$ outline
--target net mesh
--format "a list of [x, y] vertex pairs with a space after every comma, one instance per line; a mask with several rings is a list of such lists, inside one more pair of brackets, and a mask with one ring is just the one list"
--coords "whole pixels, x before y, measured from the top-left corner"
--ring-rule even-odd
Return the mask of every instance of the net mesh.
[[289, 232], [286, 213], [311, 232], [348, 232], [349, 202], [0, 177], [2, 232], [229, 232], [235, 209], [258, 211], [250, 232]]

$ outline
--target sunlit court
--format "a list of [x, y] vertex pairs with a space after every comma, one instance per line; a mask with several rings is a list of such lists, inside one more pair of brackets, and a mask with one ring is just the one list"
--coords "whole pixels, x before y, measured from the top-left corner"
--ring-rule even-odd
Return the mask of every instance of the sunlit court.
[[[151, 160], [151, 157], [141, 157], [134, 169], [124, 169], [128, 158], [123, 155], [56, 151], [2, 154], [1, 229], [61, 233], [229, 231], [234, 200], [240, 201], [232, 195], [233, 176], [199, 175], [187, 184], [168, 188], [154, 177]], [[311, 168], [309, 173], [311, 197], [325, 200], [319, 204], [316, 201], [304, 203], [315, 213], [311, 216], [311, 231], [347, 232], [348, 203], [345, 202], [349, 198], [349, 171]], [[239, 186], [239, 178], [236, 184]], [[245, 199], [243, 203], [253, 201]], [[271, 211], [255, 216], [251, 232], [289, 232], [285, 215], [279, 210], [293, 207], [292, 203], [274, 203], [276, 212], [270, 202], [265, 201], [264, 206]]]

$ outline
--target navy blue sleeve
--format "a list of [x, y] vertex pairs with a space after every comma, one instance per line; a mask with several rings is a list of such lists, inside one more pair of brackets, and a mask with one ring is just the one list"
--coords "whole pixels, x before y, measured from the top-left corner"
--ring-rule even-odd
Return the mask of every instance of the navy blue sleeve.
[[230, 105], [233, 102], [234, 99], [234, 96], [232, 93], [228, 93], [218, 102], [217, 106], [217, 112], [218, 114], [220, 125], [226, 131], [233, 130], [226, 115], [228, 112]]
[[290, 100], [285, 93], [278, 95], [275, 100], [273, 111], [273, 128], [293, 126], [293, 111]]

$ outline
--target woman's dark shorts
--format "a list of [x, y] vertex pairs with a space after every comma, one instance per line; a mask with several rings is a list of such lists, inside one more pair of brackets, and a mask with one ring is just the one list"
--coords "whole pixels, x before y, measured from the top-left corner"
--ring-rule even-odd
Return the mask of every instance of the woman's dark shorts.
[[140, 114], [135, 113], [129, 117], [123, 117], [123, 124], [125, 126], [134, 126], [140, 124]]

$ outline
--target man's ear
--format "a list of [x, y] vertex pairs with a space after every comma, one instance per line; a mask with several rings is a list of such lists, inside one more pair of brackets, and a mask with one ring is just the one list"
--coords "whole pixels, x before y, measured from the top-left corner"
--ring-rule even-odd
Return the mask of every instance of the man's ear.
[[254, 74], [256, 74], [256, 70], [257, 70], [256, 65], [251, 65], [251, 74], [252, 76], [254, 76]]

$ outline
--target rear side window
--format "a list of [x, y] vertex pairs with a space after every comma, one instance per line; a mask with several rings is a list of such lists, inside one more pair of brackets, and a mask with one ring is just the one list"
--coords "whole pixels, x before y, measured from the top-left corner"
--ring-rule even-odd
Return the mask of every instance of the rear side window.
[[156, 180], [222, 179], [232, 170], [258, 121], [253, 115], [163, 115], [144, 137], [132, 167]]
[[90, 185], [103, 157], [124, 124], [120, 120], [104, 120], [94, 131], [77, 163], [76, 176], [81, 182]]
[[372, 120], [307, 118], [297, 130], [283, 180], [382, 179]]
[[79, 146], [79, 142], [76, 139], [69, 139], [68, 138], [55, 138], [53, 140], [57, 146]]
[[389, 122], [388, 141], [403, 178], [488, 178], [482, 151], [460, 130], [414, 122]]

---------------

= SET EXERCISE =
State how many of the lines above contain the word "court". Give only the number.

= WRITTEN SOLUTION =
2